● DOCUMENT EXCERPT
# The "Bog Standard"



## Omnimill (Jul 14, 2010)

I've not used fly cutters that much in the past, and can't say I've really been disappointed with the finish but following a tip from Bogs in another post on how to sharpen a Fly cutter bit I thought I'd give it a try.
Difficult to photograph to do it justice but the finish is very, very good Bogs :bow: I sharpen most of my tools on a belt and disc sander and it was a breeze to profile.

Vic.


----------



## Blogwitch (Jul 14, 2010)

Glad it worked OK for you Vic.

There is no secret to getting a good finish, a curved profile to a lathe tool will usually give mirror finishes as well.

The only criteria is it needs to be very sharp. I usually use a fine Arkansas stone to keen the edges up.

John


----------



## Omnimill (Jul 14, 2010)

Yes, I've used a round nosed tool for fine finishes on the Lathe John, but never thought of using it on a Fly cutter! :wall: 

Vic.

● EXTRACTED MATERIAL
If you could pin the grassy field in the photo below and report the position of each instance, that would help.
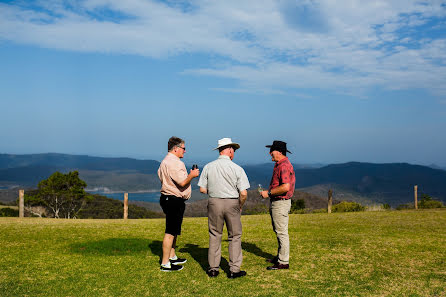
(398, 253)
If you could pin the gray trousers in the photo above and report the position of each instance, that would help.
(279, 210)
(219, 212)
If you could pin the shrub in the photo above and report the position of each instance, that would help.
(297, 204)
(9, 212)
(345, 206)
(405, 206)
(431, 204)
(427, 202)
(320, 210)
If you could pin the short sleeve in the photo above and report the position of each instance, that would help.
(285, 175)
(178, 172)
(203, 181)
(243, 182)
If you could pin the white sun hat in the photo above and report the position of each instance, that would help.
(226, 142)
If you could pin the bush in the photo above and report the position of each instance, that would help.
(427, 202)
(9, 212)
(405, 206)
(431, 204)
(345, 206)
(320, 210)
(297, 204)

==

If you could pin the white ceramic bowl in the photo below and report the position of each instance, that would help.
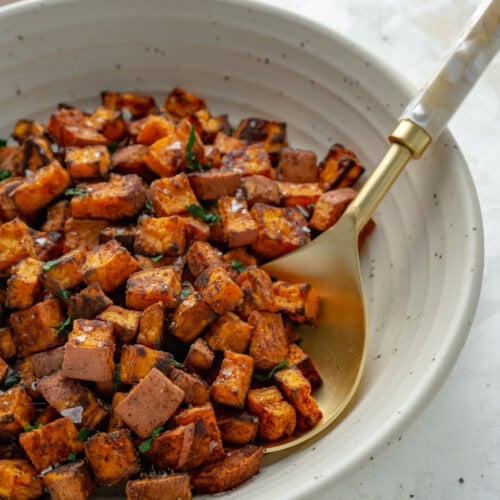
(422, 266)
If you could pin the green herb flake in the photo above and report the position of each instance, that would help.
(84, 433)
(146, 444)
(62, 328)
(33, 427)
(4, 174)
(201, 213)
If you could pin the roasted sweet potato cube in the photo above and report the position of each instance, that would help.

● SET TASKS
A) Rewrite the part of the fly cutter thread starting with "Difficult to photograph" and going on through "breeze to profile.", replacing "belt and disc sander" with "bench grinder".
B) Answer these questions from the fly cutter thread:
(i) On what does Omnimill sharpen most of his tools?
(ii) What does Blogwitch usually use to keen the edges up?
(iii) What profile on a lathe tool will usually give mirror finishes?
C) List every distinct name or username that the fly cutter thread uses for a person.

● ANSWERS PROVIDED
A)
Difficult to photograph to do it justice but the finish is very, very good Bogs :bow: I sharpen most of my tools on a bench grinder and it was a breeze to profile.

B)
(i) A belt and disc sander
(ii) A fine Arkansas stone
(iii) A curved profile

C) Omnimill, Bogs, Vic, Blogwitch, John